PROBLEMS AND TASKS
(1) From the Oxfam review of 2008 below, list each natural disaster it names, with the place where it occurred.
(2) Pick up the Oxfam review of 2008 below and write its next passage, starting after the sentence thanking supporters, campaigners, volunteers and donors.

DOCUMENT SEGMENT
════════
For the developing world, 2008 has been an ‘annus horribilis’. The rapid rise in food prices has been compounded by turmoil on world financial markets. People spending over two-thirds of their income on food have little choice but to go hungry when food prices double.
It has also been a year of floods in East India, drought in East Africa, particularly Ethiopia, a devastating cyclone in Myanmar and earthquake in China. Less reported events have been the decline in agricultural crop yields in many developing countries and the spread of diseases such as malaria. These are the impacts that climate change models have been predicting.
But thankfully, there has also been progress. At the grassroots level, we have supported inspiring people and communities to show what can be achieved. Over the past year, our community-based work in Samoa, Fiji, Vanuatu, Solomon Islands, Papua New Guinea and Bougainville, East Timor, Papua and Indonesia has continued to grow and strengthen. We have been able to extend our impact far beyond the community through inspiring others to action and of organic producers, supported the Vanuatu government with developing an integrated water management strategy and built a national coalition for gun control in Papua New Guinea.
Oxfam’s campaigns have contributed to changing some important policies. Working with many others, we have contributed to putting human rights and development at the heart of negotiations on climate change. Our research has highlighted the impacts of the rush for biofuels on food security and the environment. Our research and support for civil society has strengthened the voice of developing countries in trade negotiations particularly in the Pacific.
And we have responded quickly to disasters, ensuring that the poor and vulnerable are given emergency assistance and support to rebuild their lives.
This has been achieved because of your involvement – our supporters, as campaigners, volunteers and generous donors.
════════
INFORMATION PROVIDED
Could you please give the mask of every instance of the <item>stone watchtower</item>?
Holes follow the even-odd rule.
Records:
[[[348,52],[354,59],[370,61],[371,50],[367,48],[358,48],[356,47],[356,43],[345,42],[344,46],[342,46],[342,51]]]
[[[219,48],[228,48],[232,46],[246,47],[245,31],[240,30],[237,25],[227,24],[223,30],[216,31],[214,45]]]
════════
TASK-BY-TASK RESULTS
(1)
- Floods in East India
- Drought in East Africa, particularly Ethiopia
- A devastating cyclone in Myanmar
- An earthquake in China

(2)
For the year ending June 30, 2008
Where the money comes from
|Government grants for development programmes||34%|
|Government grants for emergencies||7%|
|Emergency appeals from the public||6%|
|Oxfam International affiliates and other NGO grants||14%|
|Public donations and events||37%|
|Interest and trading||2%|
|TOTAL INCOME FOR YEAR ENDING JUNE 30, 2008||$9,580,905|
Where the money goes
|Advocacy and development education||12%|
|Raising further funds||16%|
|TOTAL EXPENDITURE FOR YEAR ENDING JUNE 30, 2008||$9,576,527|
The overall programme expenditure is 79% and includes the following areas:
Development programme (49%) is our long term work directly with communities in poverty overseas, such as providing safe water in Papua New Guinea or support for impoverished farmers in East Timor.
Emergency response (12%) is our overseas humanitarian relief work, which during 2008 included essential help for people who had fled the violence in Darfur, and whose lives had been devastated by Cyclone Nargis in Mayanmar and the Sichuan earthquake in China.
Programme management (6%) is essential work undertaken by our staff to ensure our programmes are well set up and monitored, and are delivering the best possible results for people in need.
Advocacy and development education (12%) is work done both in NZ and overseas to tackle the underlying causes of extreme poverty; we focus on changing the policies and practices that keep people in poverty such as unfair trade rules.